Your task is to return the span of lines beginning at the one with "point: white painted" and ending at the last line of the data, exactly as it stands.

-- START OF Available data --

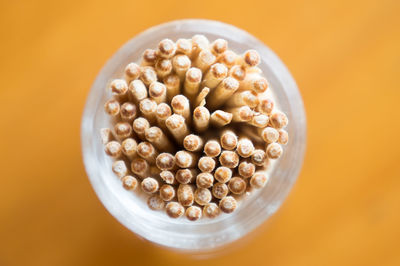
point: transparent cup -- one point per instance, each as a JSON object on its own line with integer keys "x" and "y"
{"x": 204, "y": 236}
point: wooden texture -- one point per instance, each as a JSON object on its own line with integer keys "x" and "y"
{"x": 345, "y": 207}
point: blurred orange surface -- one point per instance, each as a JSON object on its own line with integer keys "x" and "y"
{"x": 345, "y": 207}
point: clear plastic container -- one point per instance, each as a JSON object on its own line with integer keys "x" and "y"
{"x": 205, "y": 235}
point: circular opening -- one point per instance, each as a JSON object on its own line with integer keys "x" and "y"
{"x": 131, "y": 208}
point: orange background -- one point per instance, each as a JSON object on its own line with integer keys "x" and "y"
{"x": 345, "y": 207}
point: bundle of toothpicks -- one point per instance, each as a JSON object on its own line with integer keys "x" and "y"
{"x": 192, "y": 127}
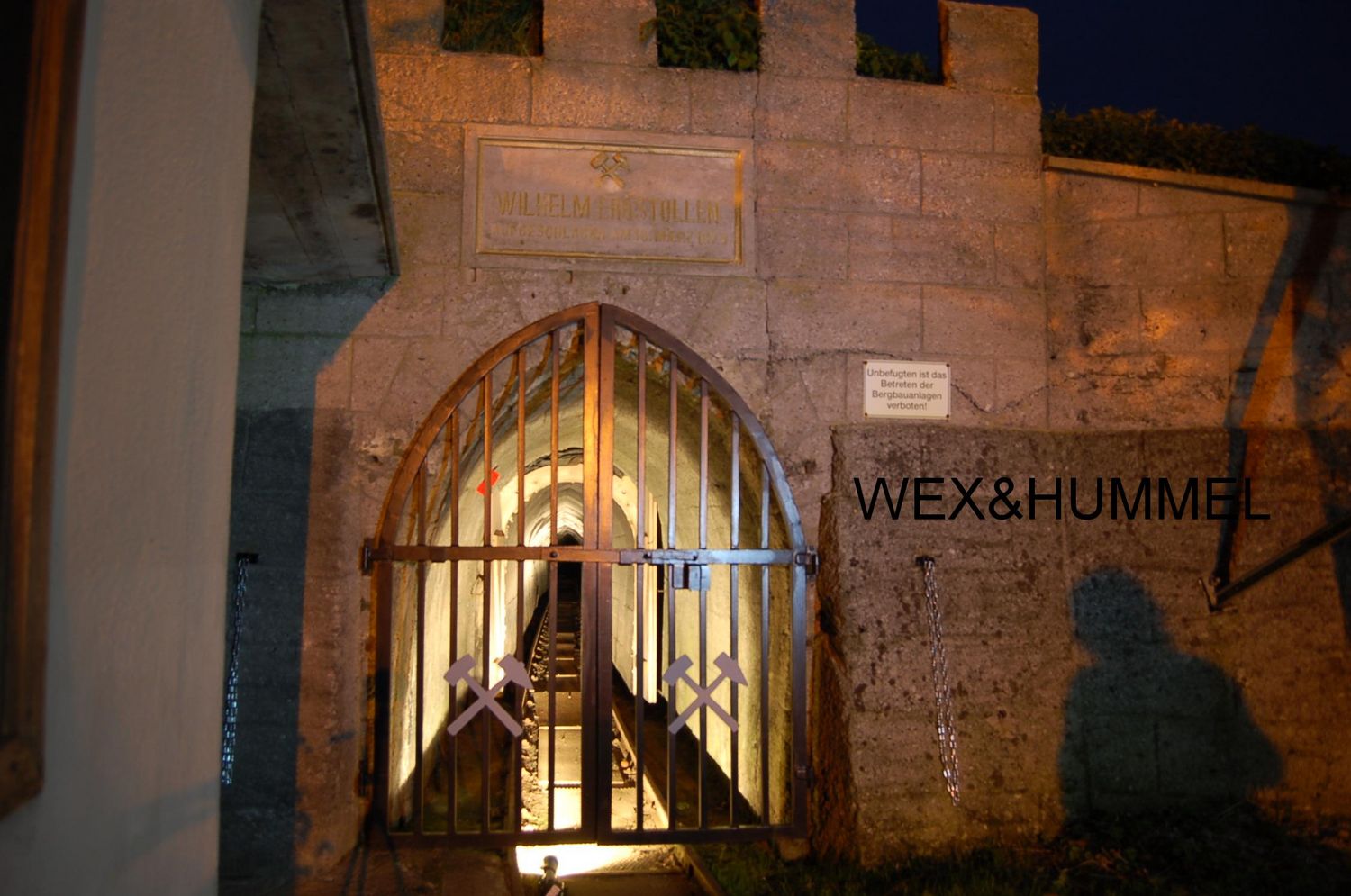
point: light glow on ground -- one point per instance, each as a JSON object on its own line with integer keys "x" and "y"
{"x": 573, "y": 858}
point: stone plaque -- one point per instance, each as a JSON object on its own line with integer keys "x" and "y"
{"x": 907, "y": 389}
{"x": 605, "y": 199}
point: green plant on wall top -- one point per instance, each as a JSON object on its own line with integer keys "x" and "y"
{"x": 705, "y": 34}
{"x": 1153, "y": 140}
{"x": 880, "y": 61}
{"x": 494, "y": 26}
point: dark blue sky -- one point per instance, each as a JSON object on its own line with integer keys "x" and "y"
{"x": 1281, "y": 65}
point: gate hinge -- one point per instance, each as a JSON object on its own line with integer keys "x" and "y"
{"x": 369, "y": 555}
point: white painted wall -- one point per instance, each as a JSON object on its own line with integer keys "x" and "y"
{"x": 145, "y": 424}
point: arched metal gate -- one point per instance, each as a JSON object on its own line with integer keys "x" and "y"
{"x": 589, "y": 584}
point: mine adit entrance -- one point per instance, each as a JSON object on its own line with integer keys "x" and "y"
{"x": 589, "y": 583}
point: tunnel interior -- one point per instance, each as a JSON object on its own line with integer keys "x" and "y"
{"x": 523, "y": 484}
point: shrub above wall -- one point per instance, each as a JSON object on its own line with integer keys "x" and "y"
{"x": 494, "y": 26}
{"x": 707, "y": 34}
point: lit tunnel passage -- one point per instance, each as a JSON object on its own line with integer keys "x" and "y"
{"x": 530, "y": 491}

-- END OF Available data --

• _Finished answer_:
point: white painted wall -- one point per instance, each as a JSON object on its own line with integer keys "x" and "y"
{"x": 145, "y": 424}
point: arched metal gate -- one point per instance, each as a JSON object on its own line with integer keys "x" and "y"
{"x": 589, "y": 584}
point: mine adit entrance -- one point per instance, each as a JSON object on its own line with integer keys "x" and "y"
{"x": 589, "y": 583}
point: tunnel interior -- one point per instance, each as a JSON object on its own line with integer keys "x" and "y"
{"x": 523, "y": 484}
point: shrub above wall -- one point per instance, each as a JSON object on its own line with integer keys "x" and "y"
{"x": 494, "y": 26}
{"x": 707, "y": 34}
point: lit tunnel passage -- one point per instance, each as a JSON object on its own line with integer keys "x" and "y"
{"x": 530, "y": 491}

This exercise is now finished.